▸ **Your assignment**:
An exact transcription of every record below is required, with the pictures left out.

━━━ Records to process

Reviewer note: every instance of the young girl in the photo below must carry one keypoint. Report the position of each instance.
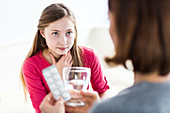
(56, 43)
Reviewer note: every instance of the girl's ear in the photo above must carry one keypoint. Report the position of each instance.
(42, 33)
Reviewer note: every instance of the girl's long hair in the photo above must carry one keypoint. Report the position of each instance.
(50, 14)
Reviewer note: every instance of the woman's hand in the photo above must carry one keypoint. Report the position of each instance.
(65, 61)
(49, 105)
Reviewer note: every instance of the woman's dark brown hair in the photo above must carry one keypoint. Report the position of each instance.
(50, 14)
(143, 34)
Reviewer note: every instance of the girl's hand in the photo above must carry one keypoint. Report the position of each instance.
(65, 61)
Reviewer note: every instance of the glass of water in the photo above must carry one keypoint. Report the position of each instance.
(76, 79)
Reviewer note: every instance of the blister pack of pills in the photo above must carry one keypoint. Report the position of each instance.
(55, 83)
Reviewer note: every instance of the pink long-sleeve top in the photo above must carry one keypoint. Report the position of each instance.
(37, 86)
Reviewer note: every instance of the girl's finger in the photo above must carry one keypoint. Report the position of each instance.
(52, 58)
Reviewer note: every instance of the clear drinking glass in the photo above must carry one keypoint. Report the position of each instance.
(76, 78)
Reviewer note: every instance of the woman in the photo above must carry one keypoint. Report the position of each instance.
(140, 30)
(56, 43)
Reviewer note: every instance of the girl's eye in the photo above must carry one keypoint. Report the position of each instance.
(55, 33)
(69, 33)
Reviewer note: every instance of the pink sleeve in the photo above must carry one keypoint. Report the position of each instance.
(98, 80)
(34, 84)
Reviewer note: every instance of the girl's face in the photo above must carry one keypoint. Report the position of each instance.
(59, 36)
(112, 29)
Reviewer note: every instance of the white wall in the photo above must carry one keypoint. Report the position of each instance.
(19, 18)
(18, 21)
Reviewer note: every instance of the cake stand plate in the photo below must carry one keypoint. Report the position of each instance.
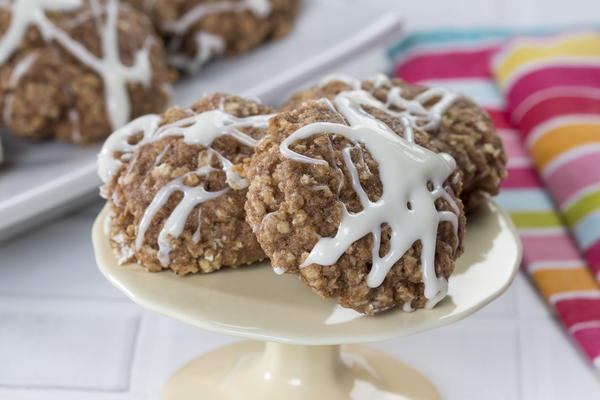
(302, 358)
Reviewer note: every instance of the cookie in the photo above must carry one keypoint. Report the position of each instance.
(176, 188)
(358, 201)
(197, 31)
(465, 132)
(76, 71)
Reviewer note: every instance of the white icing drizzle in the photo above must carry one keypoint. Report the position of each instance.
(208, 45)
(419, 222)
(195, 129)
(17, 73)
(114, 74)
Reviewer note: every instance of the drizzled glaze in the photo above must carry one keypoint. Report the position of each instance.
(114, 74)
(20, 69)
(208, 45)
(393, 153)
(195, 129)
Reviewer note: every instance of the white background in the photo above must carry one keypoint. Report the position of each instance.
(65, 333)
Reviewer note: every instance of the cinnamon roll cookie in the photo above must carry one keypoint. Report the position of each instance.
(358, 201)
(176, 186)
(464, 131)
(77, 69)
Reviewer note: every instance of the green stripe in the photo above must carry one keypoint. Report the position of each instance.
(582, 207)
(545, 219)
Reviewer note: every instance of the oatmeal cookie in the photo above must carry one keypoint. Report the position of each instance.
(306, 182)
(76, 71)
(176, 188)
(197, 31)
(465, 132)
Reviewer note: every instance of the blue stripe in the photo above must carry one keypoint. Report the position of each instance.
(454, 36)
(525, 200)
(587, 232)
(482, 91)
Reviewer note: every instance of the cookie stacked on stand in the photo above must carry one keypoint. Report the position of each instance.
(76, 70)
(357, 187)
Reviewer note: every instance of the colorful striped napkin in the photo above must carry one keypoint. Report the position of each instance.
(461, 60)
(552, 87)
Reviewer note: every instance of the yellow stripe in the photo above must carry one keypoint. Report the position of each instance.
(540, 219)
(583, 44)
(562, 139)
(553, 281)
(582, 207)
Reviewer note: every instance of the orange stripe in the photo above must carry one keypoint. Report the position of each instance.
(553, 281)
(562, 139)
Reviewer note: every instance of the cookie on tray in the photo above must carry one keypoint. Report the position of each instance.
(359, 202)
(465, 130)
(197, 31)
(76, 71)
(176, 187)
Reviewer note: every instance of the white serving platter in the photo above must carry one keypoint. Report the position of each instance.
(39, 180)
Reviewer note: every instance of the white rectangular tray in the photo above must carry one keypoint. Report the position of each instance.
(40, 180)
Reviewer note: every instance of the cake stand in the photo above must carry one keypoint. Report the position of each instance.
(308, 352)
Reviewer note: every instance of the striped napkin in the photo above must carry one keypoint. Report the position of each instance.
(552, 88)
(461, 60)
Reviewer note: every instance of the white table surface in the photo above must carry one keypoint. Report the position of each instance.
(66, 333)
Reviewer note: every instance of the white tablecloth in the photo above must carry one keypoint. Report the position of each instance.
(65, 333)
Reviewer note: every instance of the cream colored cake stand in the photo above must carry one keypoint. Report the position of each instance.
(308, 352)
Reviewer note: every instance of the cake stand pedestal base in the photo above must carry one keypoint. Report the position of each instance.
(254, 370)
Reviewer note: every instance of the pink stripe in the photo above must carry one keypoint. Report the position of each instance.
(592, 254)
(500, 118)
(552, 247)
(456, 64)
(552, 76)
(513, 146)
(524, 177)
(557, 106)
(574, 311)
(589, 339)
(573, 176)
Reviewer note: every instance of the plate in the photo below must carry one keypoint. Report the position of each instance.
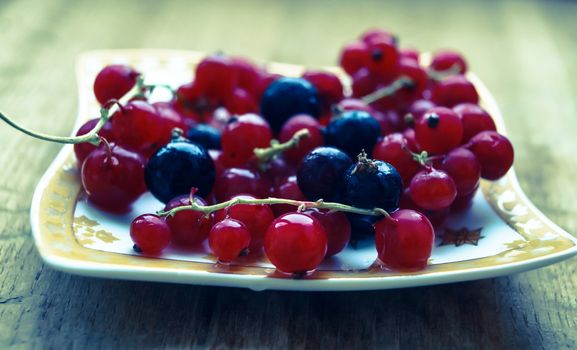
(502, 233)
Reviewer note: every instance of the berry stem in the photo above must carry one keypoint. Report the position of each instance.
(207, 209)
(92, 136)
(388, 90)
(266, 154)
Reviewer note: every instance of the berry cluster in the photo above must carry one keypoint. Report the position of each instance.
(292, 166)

━━━━━━

▸ **Written solution**:
Reviewer note: every instance of the young girl in the photo below must carry one keypoint. Report the position of each instance.
(56, 43)
Reviewer note: every instance of the girl's ear in the photo above must carry one keypoint. Report the position of each instance.
(42, 33)
Reviewer note: every instance of the girl's long hair in the photo above must carry one keypoint. Report the position of each instance.
(50, 14)
Reviewer note: every instance of the woman's hand in the photo above must carry one keypoint. Report the position of each instance.
(65, 61)
(49, 105)
Reviewer note: every instance of the woman's dark brown hair in the photo above must carry one keypoint. Report the position of each instance.
(50, 14)
(143, 34)
Reviewer note: every instance of the girl's hand in the photo above must carry one keypoint. Report the position of each instance.
(65, 61)
Reviewer note: every instance of the glass of water in the photo above must carry one keypoint. Report the position of each instance.
(76, 79)
Reviewer note: every instance of the blister pack of pills in the photo above must carry one keypoint. Report the position of each instance.
(55, 83)
Reviewer note: every instance of the pink long-sleeve top in the photo above must carry one keypoint. Report the position of each instance.
(37, 86)
Reviewer note: every instance of the girl's finger in the photo above must carry one keypoint. Report the position of each instance.
(52, 58)
Reviewer note: every instance of the clear drinking glass in the photo above must carry one keypoint. Report the position of each instance.
(76, 78)
Reviewer note: every instance of the woman in the photo above must carry one keypoint. Report the position of each instance.
(140, 30)
(56, 43)
Reviewer note: every instance of the girl's eye in the photo above must carry one keypoint. Report the position of each instance.
(55, 33)
(69, 33)
Reviewer note: every instance of the pink sleeve in the photo above must carry one keypoint. Report the position of each instance.
(98, 80)
(34, 84)
Reviewer note: every instance of the girl's face in the photo above must carry one keypoint. Report the position of each instance.
(59, 36)
(112, 29)
Reviewer note: every instance of the white wall in the photo above must carry one keypoint. Report the position of each instance.
(19, 18)
(18, 21)
Reviewer note: every instance of the cake stand plate in the photo below must carry one keypoint. Report the position of each instance.
(302, 358)
Reviewer note: every instance of the cookie in the photo above must carry one keypoint. Report the position of each instance.
(176, 188)
(358, 201)
(197, 31)
(465, 132)
(76, 71)
Reviewer note: every instance of the white icing drizzle in the photo above must carry one keypoint. Report the position of each instance.
(208, 45)
(419, 222)
(195, 129)
(17, 73)
(114, 74)
Reviewer note: every instance of the drizzled glaze in the photo above must carry one keypoint. Report the position of each instance.
(114, 74)
(20, 69)
(208, 45)
(393, 153)
(195, 129)
Reviewer note: every instance of the white background in the photo above must carry one keypoint. Report the position of each instance.
(65, 333)
Reviewer note: every instance of the cinnamon roll cookie in the photo above must carry one keypoint. Report the position of each instance.
(358, 201)
(176, 186)
(464, 131)
(77, 69)
Reviewer note: every instance of the green stripe in the photo above must carry one keypoint. Report the position of each instance.
(582, 207)
(545, 219)
Reviewer note: every instance of the oatmeal cookie in the photo above must carry one keypoint. Report the position of each instance.
(306, 182)
(76, 71)
(176, 188)
(197, 31)
(465, 132)
Reviewer note: every instance of the blue stripe in the photo above must carry one keypoint. Report the position of each instance.
(454, 36)
(525, 200)
(587, 232)
(482, 91)
Reviewer note: every instance of the cookie stacked on stand in the photo above must carry one keypoint. Report the position of each instance.
(76, 70)
(357, 187)
Reviewer note: every instance of the colorful striped napkin in the photo above must carry one keypoint. Report the position of each instance.
(461, 60)
(552, 87)
Reviewer note: every instance of the yellow stripe in the photo above must carry one keypoint. Report the position of each instance.
(540, 219)
(583, 44)
(562, 139)
(553, 281)
(582, 207)
Reviewer note: every instance of the orange stripe in the photo above must carry one keypoint. Report the position of each instance.
(553, 281)
(562, 139)
Reviewer note: every instance of the cookie on tray in the photo above must carry one keypoint. Report the position of each instance.
(359, 202)
(465, 130)
(197, 31)
(76, 71)
(176, 187)
Reviewer note: every instance of the white serving platter in the photo above must carry one keypoint. Report the position of each instance.
(39, 180)
Reviewer note: every instance of the white rectangular tray in the photo above must carry one keypoint. Report the position of each instance.
(40, 180)
Reviewer note: every instance of the cake stand in the photo above must carry one keypoint. Report the position of each instance.
(308, 352)
Reviewer note: every instance of the striped napkin in the photo above must carry one keypoint. Report the position of each instance.
(552, 88)
(461, 60)
Reviewer note: every instance of the white table surface in the photo above must carry one keypoint. Report the position of each instance.
(66, 333)
Reviewer note: every instance of the white tablecloth in the photo above must carry one keypoint. Report the position of each instance.
(65, 333)
Reviewer note: every instance of the cream colored cake stand in the photo above must carry one keypoint. Report the position of each instance.
(308, 352)
Reviewer note: every instance of the cake stand pedestal base in the photo above must carry one keypoint. Report the position of each instance.
(254, 370)
Reviewer note: every instance of the pink stripe in the photo above must carry one keypoint. Report the position of each instance.
(592, 254)
(500, 118)
(552, 247)
(456, 64)
(552, 76)
(513, 146)
(524, 177)
(557, 106)
(574, 311)
(589, 339)
(573, 176)
Reviewer note: every instance of the plate in the photo below must carry one keypoint. Report the position of each instance.
(502, 233)
Reviewer note: every instance of the berry stem in the photo above must carry one keypoint. Report the position of each instance.
(207, 209)
(92, 136)
(388, 90)
(266, 154)
Reviewer note: every instance of the berry cluster in the photo above must carry one keypoint. Report the position of each instance.
(292, 166)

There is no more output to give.